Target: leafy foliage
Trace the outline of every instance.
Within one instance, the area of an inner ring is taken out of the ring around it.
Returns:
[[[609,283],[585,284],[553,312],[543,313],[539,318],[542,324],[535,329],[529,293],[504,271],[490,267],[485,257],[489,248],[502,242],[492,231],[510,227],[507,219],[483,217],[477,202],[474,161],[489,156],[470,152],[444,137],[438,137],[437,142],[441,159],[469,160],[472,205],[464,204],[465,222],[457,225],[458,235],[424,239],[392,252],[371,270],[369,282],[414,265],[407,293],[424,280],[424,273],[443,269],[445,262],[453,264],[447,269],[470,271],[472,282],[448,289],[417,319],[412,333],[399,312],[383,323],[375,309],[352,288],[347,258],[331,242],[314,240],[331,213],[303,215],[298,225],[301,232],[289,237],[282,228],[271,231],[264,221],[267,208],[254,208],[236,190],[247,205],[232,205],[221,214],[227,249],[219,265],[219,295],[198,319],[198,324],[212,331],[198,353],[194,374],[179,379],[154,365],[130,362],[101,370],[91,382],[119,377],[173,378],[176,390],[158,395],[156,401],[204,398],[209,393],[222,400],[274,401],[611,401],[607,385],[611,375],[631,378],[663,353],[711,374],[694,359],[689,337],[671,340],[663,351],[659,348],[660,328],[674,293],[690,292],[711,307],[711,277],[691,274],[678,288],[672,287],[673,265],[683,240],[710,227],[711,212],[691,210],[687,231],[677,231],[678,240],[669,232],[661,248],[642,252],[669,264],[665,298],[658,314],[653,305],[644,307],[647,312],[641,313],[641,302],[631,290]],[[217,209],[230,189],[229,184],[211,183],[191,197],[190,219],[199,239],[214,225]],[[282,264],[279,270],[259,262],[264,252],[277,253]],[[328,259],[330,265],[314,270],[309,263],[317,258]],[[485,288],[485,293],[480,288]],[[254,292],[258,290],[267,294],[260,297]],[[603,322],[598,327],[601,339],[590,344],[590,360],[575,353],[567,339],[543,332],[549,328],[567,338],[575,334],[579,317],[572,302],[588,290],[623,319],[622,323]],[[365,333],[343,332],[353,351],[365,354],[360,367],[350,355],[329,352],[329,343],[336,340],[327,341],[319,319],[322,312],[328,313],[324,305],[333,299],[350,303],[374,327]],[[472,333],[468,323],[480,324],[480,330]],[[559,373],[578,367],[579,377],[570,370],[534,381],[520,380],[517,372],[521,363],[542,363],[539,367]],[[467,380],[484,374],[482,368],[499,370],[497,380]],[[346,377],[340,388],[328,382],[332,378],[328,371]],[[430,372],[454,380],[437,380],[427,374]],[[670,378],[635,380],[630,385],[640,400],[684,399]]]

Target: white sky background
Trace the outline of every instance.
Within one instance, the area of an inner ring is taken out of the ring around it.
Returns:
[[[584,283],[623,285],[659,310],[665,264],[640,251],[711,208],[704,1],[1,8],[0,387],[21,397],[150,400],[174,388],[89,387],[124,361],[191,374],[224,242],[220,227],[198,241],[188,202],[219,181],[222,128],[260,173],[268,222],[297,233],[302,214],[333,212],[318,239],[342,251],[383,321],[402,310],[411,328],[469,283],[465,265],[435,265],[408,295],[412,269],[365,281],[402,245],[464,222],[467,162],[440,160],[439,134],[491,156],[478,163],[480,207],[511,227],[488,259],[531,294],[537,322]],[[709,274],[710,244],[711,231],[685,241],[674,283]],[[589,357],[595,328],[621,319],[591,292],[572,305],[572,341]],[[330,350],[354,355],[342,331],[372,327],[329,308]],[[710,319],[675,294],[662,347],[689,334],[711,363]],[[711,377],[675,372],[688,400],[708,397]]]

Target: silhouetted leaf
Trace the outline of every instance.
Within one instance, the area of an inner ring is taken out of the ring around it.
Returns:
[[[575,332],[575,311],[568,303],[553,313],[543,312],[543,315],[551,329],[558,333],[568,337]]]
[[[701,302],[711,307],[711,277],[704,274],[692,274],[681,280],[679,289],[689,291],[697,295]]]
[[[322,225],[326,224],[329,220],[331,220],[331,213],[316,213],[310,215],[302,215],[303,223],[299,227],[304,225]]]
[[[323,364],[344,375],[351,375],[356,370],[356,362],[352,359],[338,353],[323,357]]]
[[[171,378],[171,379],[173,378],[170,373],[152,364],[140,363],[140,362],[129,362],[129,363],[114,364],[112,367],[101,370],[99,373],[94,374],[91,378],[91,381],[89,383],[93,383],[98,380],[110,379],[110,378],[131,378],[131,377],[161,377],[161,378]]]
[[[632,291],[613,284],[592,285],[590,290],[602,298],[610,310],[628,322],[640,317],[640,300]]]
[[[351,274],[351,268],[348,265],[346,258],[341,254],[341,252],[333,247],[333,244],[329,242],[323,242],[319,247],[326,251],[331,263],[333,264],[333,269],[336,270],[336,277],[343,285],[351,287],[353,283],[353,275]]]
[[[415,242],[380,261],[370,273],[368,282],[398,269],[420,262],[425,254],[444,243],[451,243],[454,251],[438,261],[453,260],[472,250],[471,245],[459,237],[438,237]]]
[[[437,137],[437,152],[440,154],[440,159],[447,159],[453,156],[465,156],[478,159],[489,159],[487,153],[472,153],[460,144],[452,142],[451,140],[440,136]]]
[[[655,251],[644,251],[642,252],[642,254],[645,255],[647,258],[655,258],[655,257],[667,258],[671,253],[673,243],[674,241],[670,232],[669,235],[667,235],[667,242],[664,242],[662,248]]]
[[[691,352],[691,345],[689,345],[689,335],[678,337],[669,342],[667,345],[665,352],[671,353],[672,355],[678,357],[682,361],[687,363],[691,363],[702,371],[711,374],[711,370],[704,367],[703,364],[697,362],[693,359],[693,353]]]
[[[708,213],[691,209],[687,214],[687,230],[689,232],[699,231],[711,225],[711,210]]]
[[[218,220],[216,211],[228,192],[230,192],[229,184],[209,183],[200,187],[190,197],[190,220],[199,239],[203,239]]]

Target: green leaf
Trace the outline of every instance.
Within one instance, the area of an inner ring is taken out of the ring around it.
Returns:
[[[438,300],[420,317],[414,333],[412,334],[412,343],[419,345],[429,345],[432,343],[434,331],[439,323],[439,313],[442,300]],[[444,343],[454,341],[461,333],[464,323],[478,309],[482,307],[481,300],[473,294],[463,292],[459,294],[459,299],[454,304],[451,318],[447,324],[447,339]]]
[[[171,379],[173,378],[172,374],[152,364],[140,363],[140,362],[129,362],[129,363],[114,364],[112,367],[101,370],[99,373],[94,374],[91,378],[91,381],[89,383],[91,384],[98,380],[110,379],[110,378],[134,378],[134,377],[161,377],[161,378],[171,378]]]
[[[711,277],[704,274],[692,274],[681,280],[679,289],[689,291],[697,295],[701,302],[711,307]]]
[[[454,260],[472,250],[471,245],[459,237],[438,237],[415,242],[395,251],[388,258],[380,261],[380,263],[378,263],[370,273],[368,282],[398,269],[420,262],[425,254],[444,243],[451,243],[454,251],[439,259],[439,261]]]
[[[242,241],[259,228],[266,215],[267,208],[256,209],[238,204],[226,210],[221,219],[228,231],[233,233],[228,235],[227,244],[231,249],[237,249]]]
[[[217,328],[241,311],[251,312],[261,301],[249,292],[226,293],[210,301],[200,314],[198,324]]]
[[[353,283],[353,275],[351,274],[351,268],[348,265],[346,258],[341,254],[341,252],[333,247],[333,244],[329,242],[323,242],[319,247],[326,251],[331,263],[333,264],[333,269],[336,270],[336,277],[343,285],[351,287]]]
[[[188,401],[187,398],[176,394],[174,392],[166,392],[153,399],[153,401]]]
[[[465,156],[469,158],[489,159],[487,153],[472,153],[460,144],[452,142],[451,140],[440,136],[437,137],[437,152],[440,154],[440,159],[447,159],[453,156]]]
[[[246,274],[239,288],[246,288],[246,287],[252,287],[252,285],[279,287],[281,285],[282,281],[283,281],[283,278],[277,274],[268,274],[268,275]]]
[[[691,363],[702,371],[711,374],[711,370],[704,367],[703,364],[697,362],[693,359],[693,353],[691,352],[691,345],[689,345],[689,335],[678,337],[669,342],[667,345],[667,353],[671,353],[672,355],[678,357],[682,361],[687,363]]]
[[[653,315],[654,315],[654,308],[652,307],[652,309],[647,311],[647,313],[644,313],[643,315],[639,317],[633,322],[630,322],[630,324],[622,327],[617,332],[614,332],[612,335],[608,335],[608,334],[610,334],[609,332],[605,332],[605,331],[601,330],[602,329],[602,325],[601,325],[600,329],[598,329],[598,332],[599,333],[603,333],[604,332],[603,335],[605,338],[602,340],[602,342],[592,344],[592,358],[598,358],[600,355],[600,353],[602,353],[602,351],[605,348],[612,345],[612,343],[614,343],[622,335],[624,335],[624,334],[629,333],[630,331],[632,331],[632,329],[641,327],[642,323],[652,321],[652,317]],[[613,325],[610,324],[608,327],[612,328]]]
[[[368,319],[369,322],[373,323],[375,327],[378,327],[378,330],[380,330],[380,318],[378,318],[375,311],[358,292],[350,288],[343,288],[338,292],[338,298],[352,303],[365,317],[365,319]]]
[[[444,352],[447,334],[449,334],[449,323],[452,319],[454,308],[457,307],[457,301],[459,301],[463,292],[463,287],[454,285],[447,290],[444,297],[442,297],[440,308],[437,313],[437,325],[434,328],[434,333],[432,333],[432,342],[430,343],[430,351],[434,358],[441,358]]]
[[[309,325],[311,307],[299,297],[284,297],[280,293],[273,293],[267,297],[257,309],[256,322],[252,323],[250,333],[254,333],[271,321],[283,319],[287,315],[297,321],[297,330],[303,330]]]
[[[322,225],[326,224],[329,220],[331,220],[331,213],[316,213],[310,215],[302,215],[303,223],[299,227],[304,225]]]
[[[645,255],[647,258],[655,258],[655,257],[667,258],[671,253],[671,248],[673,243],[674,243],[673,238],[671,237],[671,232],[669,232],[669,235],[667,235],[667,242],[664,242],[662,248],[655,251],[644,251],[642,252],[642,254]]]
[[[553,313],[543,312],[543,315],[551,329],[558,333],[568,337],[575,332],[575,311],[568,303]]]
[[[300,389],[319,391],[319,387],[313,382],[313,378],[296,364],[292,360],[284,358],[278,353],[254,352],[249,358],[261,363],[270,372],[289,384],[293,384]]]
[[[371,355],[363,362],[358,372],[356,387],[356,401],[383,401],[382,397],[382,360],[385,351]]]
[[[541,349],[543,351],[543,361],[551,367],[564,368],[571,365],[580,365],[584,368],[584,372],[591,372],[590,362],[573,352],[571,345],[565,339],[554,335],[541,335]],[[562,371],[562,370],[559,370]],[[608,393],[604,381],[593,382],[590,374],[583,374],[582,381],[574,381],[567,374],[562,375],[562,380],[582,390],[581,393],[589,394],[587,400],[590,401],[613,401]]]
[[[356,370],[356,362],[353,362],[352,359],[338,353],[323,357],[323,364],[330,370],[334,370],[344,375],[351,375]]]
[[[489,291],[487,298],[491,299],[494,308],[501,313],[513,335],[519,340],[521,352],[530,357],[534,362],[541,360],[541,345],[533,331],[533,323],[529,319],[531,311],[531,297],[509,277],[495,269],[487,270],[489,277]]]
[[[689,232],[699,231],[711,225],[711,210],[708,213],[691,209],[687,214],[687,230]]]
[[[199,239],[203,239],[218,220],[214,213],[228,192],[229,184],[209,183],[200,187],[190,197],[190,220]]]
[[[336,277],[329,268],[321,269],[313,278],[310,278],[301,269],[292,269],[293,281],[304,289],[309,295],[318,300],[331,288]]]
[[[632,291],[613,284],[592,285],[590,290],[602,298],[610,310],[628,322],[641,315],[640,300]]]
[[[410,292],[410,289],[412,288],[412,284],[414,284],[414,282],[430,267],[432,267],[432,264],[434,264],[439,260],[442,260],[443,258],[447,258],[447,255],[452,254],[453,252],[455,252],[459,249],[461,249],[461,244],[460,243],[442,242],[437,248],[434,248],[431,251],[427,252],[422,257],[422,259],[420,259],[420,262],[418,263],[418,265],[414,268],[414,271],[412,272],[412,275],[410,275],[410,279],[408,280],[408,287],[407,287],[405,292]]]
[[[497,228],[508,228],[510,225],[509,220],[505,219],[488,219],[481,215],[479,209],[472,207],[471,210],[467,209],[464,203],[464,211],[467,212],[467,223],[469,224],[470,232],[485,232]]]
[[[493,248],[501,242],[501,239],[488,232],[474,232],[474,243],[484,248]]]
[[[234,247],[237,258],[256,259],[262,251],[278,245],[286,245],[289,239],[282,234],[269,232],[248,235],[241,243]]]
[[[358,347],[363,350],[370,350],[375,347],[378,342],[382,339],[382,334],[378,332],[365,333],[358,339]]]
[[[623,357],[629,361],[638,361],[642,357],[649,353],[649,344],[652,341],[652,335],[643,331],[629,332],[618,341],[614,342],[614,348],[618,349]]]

# ZIEL:
Zeigen Sie jede Zeile des obigen Materials, in der die Zeichenfolge „Target“ vorkommt, und übernehmen Sie diese Zeilen unverändert. Achten Sie dabei auf die Groß- und Kleinschreibung.

# LÖSUNG DER ÜBUNG:
Target: leafy foliage
Target: white sky background
Target: silhouetted leaf
Target: green leaf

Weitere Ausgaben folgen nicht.